Debatten nach Vorgängen am Reichstagsgebäude dauern an

"Da spüre ich viel Aggression und Gewalt"

Eine Woche nach den Corona-Demonstrationen in Berlin und den Vorgängen auf der Treppe des Reichstagsgebäudes dauern die Debatten und Analysen an. Am Wochenende äußerten sich auch Vertreter der Kirchen dazu.

Autor/in:
Leticia Witte
Demonstranten auf den Stufen zum Reichstagsgebäude im August 2020 (Archiv) / © Achille Abboud/NurPhoto (dpa)
Demonstranten auf den Stufen zum Reichstagsgebäude im August 2020 (Archiv) / © Achille Abboud/NurPhoto ( dpa )

Die "Frankfurter Allgemeine Sonntagszeitung" berichtete über eine Umfrage der Konrad-Adenauer-Stiftung, wonach knapp ein Drittel einen Hang zu Verschwörungstheorien hat. Der Glaube daran ist demnach nicht auf eine bestimmte Bevölkerungsgruppe in Deutschland beschränkt.

* **Aufgabenstellung**:
Aktualisiere im Artikel über die Debatten am Reichstagsgebäude den Abschnitt zwischen "Eine Woche nach" und "Achille Abboud/NurPhoto (dpa)", beide einschließlich, indem du "Corona-Demonstrationen" durch "Corona-Protesten" ersetzt, und gib ihn vollständig wieder. Die anschließenden Zeilen sind eigenständiges Material und gehören nicht zum Artikel.

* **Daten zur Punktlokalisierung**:

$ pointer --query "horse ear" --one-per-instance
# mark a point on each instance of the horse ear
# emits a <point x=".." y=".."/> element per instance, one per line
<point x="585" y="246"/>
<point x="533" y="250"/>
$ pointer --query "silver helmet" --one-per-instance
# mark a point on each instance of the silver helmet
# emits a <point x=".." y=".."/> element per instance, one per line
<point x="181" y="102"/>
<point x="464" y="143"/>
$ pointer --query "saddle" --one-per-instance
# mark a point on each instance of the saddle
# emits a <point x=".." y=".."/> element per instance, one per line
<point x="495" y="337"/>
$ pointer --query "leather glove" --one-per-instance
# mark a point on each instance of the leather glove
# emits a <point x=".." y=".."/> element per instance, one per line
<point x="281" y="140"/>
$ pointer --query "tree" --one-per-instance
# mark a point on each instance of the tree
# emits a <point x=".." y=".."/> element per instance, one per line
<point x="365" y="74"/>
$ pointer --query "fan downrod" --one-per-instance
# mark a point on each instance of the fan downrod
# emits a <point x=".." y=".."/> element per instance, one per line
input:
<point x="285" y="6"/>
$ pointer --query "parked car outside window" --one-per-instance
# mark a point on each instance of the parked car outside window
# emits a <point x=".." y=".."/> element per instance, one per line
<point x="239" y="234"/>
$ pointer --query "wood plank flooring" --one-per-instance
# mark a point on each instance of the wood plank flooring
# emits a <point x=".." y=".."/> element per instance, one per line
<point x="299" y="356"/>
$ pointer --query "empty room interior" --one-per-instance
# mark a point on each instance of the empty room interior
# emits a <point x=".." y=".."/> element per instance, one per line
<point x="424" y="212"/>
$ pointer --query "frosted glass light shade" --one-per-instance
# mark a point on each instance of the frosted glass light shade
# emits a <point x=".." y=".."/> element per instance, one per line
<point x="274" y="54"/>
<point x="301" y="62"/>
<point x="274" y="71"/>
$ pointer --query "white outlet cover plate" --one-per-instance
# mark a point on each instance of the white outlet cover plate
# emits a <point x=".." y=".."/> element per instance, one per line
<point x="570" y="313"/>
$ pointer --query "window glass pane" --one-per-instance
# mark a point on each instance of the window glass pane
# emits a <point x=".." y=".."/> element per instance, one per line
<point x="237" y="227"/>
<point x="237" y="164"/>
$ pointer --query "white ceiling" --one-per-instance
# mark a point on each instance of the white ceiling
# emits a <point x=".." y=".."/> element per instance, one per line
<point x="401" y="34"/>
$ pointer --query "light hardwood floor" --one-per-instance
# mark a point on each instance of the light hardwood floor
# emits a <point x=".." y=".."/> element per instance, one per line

* **Ergebnis**:
Eine Woche nach den Corona-Protesten in Berlin und den Vorgängen auf der Treppe des Reichstagsgebäudes dauern die Debatten und Analysen an. Am Wochenende äußerten sich auch Vertreter der Kirchen dazu.

Autor/in:
Leticia Witte
Demonstranten auf den Stufen zum Reichstagsgebäude im August 2020 (Archiv) / © Achille Abboud/NurPhoto (dpa)